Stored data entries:
▼

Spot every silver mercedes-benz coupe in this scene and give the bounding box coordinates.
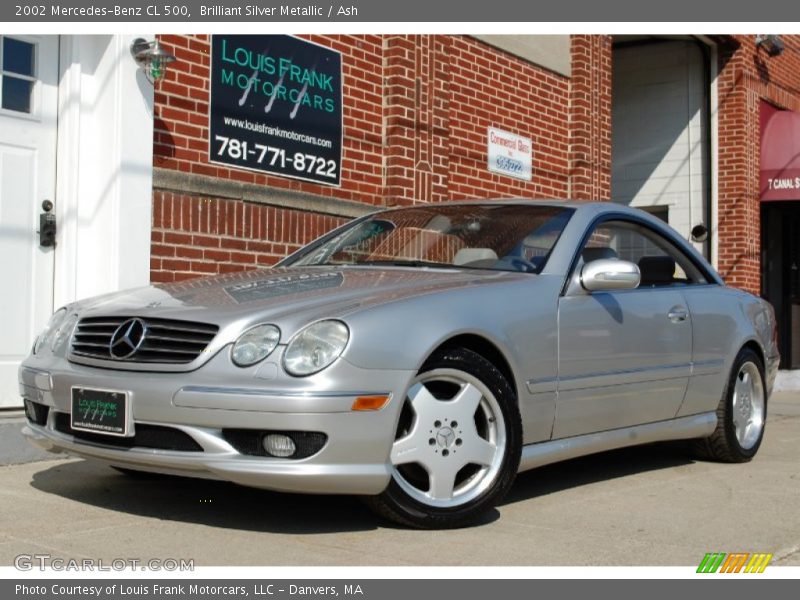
[21,201,779,528]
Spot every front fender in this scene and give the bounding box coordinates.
[341,275,564,444]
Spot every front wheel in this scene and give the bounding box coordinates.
[365,347,522,529]
[694,347,767,462]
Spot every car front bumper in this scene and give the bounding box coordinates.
[766,353,780,397]
[19,349,415,495]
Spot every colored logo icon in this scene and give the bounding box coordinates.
[697,552,773,573]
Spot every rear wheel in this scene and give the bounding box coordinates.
[365,347,522,529]
[694,347,767,462]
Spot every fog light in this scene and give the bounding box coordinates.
[24,400,36,421]
[263,433,296,458]
[24,400,49,426]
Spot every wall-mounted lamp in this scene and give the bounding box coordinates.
[755,35,785,58]
[691,224,709,243]
[130,38,176,84]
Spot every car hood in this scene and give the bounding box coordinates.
[75,266,527,326]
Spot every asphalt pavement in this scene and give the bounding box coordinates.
[0,411,61,465]
[0,391,798,566]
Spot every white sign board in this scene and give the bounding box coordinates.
[487,127,532,181]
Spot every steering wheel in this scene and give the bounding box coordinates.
[497,256,538,273]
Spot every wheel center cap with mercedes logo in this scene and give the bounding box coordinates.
[109,318,147,359]
[436,426,456,448]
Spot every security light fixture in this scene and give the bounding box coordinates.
[691,224,709,243]
[755,35,785,58]
[130,38,176,84]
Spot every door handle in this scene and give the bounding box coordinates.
[667,306,688,322]
[38,199,56,247]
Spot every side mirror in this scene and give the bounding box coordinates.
[581,259,640,292]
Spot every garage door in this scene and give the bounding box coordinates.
[611,40,708,249]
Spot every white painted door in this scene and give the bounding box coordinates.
[0,35,58,408]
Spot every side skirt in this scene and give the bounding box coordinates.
[518,412,717,473]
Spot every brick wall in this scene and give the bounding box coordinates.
[152,34,607,282]
[446,36,573,200]
[569,35,612,202]
[717,35,800,294]
[150,192,345,283]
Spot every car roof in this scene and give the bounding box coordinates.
[373,199,639,217]
[368,199,722,285]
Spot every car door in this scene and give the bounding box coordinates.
[554,219,697,439]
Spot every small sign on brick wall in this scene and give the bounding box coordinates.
[487,127,532,181]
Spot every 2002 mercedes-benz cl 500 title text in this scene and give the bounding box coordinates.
[21,201,779,528]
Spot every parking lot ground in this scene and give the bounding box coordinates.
[0,391,798,567]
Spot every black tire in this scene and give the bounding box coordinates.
[693,347,767,463]
[365,347,522,529]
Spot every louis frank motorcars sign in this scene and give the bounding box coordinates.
[487,127,532,181]
[209,35,343,186]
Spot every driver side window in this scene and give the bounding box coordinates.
[582,220,707,287]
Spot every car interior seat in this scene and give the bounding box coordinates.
[582,247,618,263]
[452,247,499,268]
[637,255,676,286]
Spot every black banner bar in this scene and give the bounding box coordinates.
[3,0,800,22]
[5,579,800,600]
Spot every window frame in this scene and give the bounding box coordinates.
[0,35,40,119]
[562,213,720,296]
[280,204,576,275]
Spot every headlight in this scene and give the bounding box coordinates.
[283,320,349,376]
[50,313,79,352]
[32,307,68,355]
[231,324,281,367]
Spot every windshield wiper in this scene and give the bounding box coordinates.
[357,259,463,269]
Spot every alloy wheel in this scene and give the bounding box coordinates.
[389,368,507,508]
[732,361,765,450]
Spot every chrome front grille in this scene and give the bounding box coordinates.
[70,316,219,364]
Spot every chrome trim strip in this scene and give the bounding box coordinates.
[531,359,724,395]
[518,412,716,473]
[178,385,390,399]
[556,362,691,391]
[525,376,558,394]
[690,358,725,376]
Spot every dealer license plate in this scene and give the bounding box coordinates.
[70,387,130,436]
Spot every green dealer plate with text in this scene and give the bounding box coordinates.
[70,388,129,437]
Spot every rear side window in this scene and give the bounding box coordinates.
[581,220,707,287]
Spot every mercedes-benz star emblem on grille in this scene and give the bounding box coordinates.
[109,318,147,359]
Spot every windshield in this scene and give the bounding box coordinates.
[282,204,574,273]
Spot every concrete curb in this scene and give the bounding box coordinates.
[774,370,800,392]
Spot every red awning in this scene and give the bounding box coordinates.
[761,101,800,202]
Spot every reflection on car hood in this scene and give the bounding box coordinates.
[76,266,527,325]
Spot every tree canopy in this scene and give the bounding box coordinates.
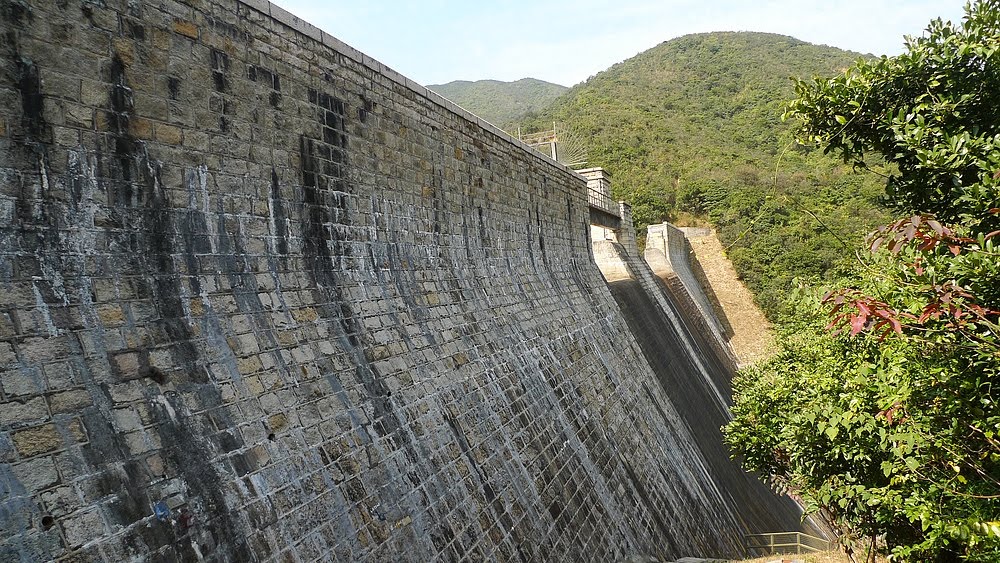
[727,3,1000,560]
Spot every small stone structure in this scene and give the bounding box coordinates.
[0,0,802,560]
[579,167,620,229]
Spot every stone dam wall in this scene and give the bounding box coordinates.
[0,0,802,561]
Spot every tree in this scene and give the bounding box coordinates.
[786,1,1000,231]
[726,3,1000,561]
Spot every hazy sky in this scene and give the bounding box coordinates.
[270,1,967,87]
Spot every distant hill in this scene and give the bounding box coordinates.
[517,32,892,319]
[427,78,568,126]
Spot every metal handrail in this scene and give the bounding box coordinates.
[745,532,831,555]
[588,186,619,217]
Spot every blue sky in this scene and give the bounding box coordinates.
[270,1,967,87]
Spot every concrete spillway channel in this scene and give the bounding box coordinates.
[606,277,803,532]
[593,234,816,551]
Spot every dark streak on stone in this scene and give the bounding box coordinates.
[107,54,137,190]
[442,412,485,485]
[167,76,181,100]
[536,204,545,257]
[210,49,229,93]
[123,19,145,40]
[270,168,288,256]
[78,407,176,557]
[299,93,416,455]
[358,97,374,124]
[14,55,47,144]
[100,55,206,385]
[150,394,257,561]
[141,161,203,383]
[478,205,488,248]
[215,196,272,321]
[180,176,207,296]
[1,0,31,26]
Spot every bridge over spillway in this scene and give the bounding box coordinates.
[580,167,622,229]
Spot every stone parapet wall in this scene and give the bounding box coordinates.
[0,0,771,561]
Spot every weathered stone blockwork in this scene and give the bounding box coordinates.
[2,1,782,560]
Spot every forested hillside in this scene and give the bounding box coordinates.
[519,32,892,318]
[427,78,568,126]
[728,6,1000,558]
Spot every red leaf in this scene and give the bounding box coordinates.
[918,311,930,323]
[919,303,940,323]
[850,315,866,335]
[949,244,962,256]
[926,219,944,235]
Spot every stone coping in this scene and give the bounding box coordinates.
[239,0,587,184]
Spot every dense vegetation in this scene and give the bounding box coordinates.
[518,32,891,318]
[727,3,1000,560]
[426,78,568,126]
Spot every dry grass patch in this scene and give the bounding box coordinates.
[683,230,778,365]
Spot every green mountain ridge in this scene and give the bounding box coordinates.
[427,77,568,126]
[517,31,893,318]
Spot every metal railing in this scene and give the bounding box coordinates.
[588,186,619,217]
[745,532,831,555]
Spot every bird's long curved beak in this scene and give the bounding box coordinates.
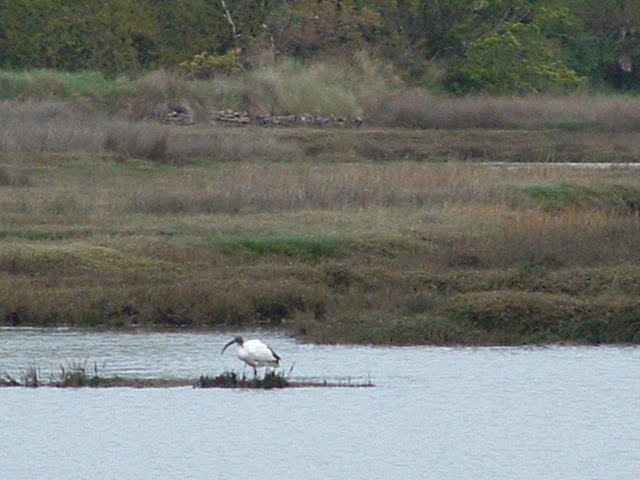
[221,338,237,355]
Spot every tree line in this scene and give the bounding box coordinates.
[1,0,639,93]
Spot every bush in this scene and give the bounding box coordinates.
[180,51,244,79]
[446,22,587,94]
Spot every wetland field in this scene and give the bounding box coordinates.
[2,99,640,345]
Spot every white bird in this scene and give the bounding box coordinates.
[221,336,281,377]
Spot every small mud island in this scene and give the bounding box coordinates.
[1,366,373,389]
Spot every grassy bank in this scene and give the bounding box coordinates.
[2,101,640,345]
[5,67,640,131]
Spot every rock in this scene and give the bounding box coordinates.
[155,102,196,125]
[210,109,251,126]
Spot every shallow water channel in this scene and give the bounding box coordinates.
[1,328,639,480]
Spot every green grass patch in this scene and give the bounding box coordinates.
[542,119,597,131]
[525,183,615,210]
[525,183,640,216]
[209,236,345,259]
[0,69,125,109]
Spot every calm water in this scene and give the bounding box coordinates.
[1,328,639,480]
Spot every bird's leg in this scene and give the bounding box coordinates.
[253,366,257,378]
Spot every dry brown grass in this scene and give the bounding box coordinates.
[0,101,303,163]
[362,92,640,131]
[0,101,104,153]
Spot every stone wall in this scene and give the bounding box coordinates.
[160,104,363,127]
[210,109,363,128]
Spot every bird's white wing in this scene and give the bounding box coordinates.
[244,339,280,363]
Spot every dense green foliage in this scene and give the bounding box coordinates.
[1,0,640,92]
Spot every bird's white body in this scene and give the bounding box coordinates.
[237,339,280,369]
[221,337,281,376]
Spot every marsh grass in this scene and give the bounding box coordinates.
[5,99,640,166]
[0,62,369,119]
[196,371,291,389]
[195,370,373,388]
[0,69,215,118]
[4,360,105,388]
[245,60,362,116]
[0,373,20,387]
[0,166,31,186]
[0,101,104,153]
[296,314,471,345]
[0,360,195,388]
[52,360,104,388]
[0,101,303,163]
[362,92,640,131]
[445,291,640,344]
[523,183,640,216]
[22,363,40,387]
[103,123,169,162]
[2,118,640,343]
[0,70,119,106]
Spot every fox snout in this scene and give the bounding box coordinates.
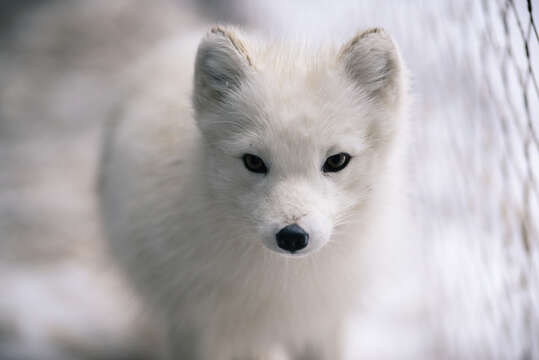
[275,224,309,253]
[255,180,334,256]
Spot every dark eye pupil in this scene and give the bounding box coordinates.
[243,154,267,174]
[323,152,350,173]
[329,154,344,167]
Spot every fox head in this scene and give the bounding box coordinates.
[192,26,407,256]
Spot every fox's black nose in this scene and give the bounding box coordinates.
[276,224,309,253]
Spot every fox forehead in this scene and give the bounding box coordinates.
[217,114,369,168]
[214,69,372,156]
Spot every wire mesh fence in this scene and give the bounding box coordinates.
[472,0,539,357]
[481,0,538,254]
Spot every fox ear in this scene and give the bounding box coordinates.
[338,28,404,105]
[193,26,253,114]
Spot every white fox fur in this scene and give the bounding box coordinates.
[99,26,409,359]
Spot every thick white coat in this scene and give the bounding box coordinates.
[99,26,410,359]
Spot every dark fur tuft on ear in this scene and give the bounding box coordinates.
[339,28,404,105]
[193,26,252,115]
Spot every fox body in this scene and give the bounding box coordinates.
[99,26,408,359]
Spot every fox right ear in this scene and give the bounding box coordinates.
[338,28,404,107]
[193,26,253,115]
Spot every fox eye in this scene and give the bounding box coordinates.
[243,154,268,174]
[322,153,351,173]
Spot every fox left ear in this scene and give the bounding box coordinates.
[193,26,253,116]
[338,28,405,107]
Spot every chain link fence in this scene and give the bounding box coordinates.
[424,0,539,357]
[479,0,538,357]
[481,0,538,258]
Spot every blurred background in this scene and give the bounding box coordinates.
[0,0,537,359]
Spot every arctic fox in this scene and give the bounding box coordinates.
[99,26,408,359]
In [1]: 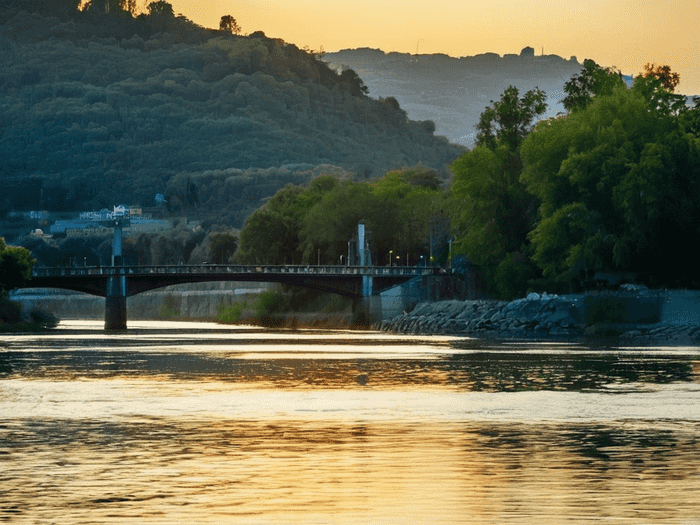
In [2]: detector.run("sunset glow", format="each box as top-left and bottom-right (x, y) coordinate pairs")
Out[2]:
(166, 0), (700, 94)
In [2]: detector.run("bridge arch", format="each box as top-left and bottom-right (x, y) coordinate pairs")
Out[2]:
(22, 264), (438, 329)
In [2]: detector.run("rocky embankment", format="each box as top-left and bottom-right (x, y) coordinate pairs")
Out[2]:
(377, 293), (700, 345)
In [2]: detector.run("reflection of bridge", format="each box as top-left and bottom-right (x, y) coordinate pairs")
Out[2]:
(26, 265), (438, 330)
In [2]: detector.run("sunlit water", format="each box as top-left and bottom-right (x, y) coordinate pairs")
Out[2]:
(2, 320), (700, 524)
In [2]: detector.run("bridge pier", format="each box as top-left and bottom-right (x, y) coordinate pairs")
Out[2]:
(105, 274), (127, 330)
(351, 296), (382, 329)
(105, 221), (127, 330)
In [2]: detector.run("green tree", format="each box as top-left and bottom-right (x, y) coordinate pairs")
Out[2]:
(562, 59), (625, 112)
(476, 85), (547, 152)
(208, 232), (238, 264)
(451, 86), (547, 298)
(236, 176), (342, 265)
(521, 70), (700, 288)
(219, 14), (241, 34)
(0, 238), (35, 297)
(300, 182), (379, 264)
(237, 168), (447, 268)
(370, 167), (448, 262)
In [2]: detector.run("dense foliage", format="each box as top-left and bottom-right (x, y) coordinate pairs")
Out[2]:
(0, 8), (460, 227)
(236, 166), (450, 266)
(0, 238), (35, 296)
(449, 60), (700, 297)
(522, 74), (700, 289)
(450, 86), (546, 298)
(20, 223), (240, 267)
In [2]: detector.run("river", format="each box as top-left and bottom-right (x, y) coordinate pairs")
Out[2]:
(2, 320), (700, 524)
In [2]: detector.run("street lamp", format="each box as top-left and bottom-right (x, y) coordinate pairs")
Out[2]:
(389, 250), (393, 266)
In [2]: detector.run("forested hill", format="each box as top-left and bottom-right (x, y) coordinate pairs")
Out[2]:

▲

REQUIRED ACTION: Look through the entries and give the number of lines containing the word "bottom". Add nothing else.

TASK RESULT: 11